:: RECORDS TO PROCESS
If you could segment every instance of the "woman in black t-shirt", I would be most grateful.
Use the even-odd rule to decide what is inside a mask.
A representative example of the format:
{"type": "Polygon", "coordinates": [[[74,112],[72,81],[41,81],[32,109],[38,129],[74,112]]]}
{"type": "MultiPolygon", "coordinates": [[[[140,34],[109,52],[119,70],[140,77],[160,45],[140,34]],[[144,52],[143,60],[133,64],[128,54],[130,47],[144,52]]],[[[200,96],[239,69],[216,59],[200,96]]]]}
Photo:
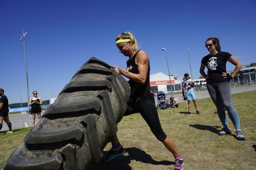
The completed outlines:
{"type": "Polygon", "coordinates": [[[220,41],[217,38],[210,38],[205,43],[210,54],[203,58],[201,62],[200,73],[206,80],[209,93],[217,108],[217,113],[223,125],[219,135],[230,134],[224,107],[236,129],[236,138],[245,140],[240,127],[239,116],[232,104],[231,91],[229,81],[233,79],[241,69],[242,64],[230,53],[220,51],[220,41]],[[230,62],[236,67],[231,75],[227,74],[226,63],[230,62]],[[205,67],[208,69],[204,72],[205,67]]]}
{"type": "Polygon", "coordinates": [[[43,104],[41,97],[37,96],[37,91],[33,92],[33,97],[29,99],[29,105],[31,106],[31,115],[32,115],[32,126],[35,126],[35,119],[36,113],[37,114],[37,117],[39,121],[41,120],[41,112],[42,108],[41,105],[43,104]]]}

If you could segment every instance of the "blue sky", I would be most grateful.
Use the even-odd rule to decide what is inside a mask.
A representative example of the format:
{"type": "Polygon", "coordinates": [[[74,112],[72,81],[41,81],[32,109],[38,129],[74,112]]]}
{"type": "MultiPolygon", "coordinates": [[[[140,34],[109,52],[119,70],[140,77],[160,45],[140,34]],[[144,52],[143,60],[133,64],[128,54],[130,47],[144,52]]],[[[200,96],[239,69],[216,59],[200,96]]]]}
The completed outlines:
{"type": "MultiPolygon", "coordinates": [[[[150,61],[150,74],[190,73],[200,76],[204,46],[220,39],[222,51],[243,64],[256,62],[256,1],[232,0],[0,0],[0,88],[9,103],[26,102],[22,29],[25,37],[30,97],[43,100],[58,95],[92,57],[125,68],[128,58],[115,40],[132,32],[150,61]]],[[[228,71],[234,67],[227,64],[228,71]]]]}

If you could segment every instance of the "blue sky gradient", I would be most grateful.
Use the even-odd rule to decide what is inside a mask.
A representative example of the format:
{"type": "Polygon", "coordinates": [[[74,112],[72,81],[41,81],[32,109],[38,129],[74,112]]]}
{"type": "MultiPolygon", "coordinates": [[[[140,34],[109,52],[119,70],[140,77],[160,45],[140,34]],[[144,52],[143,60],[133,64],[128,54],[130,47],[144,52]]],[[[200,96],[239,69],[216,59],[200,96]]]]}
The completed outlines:
{"type": "MultiPolygon", "coordinates": [[[[130,31],[150,61],[150,74],[168,70],[200,76],[204,46],[210,37],[220,39],[222,51],[246,65],[256,62],[256,1],[235,0],[0,0],[0,88],[10,103],[27,99],[23,44],[25,37],[30,97],[57,97],[80,67],[92,57],[126,67],[128,59],[115,40],[130,31]]],[[[234,66],[227,64],[228,71],[234,66]]]]}

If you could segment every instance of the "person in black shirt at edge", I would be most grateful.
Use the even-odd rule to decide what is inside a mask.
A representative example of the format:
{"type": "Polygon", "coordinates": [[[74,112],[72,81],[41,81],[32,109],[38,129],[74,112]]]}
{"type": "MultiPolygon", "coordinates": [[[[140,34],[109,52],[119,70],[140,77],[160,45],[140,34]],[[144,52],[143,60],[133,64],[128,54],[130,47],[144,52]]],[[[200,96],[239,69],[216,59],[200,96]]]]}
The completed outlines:
{"type": "Polygon", "coordinates": [[[41,120],[41,113],[42,107],[41,105],[43,104],[41,97],[37,96],[37,91],[33,92],[33,97],[29,99],[29,105],[31,106],[31,115],[32,115],[32,127],[35,126],[35,120],[36,114],[37,114],[37,117],[39,121],[41,120]]]}
{"type": "MultiPolygon", "coordinates": [[[[119,52],[128,57],[126,69],[112,66],[117,72],[128,78],[131,94],[124,116],[139,113],[146,121],[156,138],[173,154],[175,159],[174,169],[183,169],[183,159],[172,139],[166,136],[161,126],[155,100],[149,83],[150,61],[143,50],[140,50],[133,35],[129,32],[118,36],[116,43],[119,52]]],[[[109,161],[125,152],[116,134],[111,140],[112,148],[104,160],[109,161]]]]}
{"type": "Polygon", "coordinates": [[[7,124],[9,128],[9,131],[5,132],[6,134],[13,133],[12,130],[12,123],[9,120],[9,104],[8,98],[4,95],[4,91],[0,89],[0,130],[3,127],[3,121],[4,121],[7,124]]]}

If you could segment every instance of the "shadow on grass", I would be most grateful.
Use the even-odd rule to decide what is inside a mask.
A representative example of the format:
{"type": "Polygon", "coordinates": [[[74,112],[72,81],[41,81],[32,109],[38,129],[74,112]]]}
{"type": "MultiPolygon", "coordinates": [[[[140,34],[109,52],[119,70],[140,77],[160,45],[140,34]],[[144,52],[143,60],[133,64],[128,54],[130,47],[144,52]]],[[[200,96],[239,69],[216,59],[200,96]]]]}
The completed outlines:
{"type": "Polygon", "coordinates": [[[217,128],[221,127],[218,126],[212,126],[209,125],[190,125],[188,126],[190,127],[196,128],[199,130],[208,130],[210,132],[213,132],[217,134],[218,134],[219,132],[220,132],[220,130],[217,128]]]}
{"type": "Polygon", "coordinates": [[[128,155],[121,155],[106,162],[104,162],[103,159],[107,156],[108,151],[104,151],[102,158],[98,164],[92,167],[92,170],[131,170],[132,167],[129,165],[132,160],[156,165],[167,166],[174,164],[175,163],[174,162],[168,160],[156,161],[145,151],[138,148],[132,147],[125,148],[124,149],[126,151],[126,154],[127,154],[128,153],[128,155]]]}

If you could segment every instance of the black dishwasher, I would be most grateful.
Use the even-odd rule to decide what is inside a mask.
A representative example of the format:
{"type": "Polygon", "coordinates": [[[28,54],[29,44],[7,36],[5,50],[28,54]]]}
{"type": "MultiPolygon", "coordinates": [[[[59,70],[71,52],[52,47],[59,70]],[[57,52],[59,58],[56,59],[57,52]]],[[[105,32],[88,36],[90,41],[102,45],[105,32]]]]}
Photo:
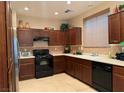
::::
_YOUR TASK_.
Identify every line of the records above that contains the word "grateful", matching case exactly, and copy each of those lines.

_EXERCISE OUTPUT_.
If you could segment every instance of the "woman in black t-shirt", I would be most grateful.
If you could segment every instance of the "blue sky", I would be most grateful.
If you could segment every instance of the "blue sky gradient", I would be most grateful.
If you could segment every instance of the "person in black shirt at edge", I would be most grateful.
If you could segment every instance of the "shadow on grass", I would be most grateful.
If you could segment every instance of the black dishwasher, I would be most grateful.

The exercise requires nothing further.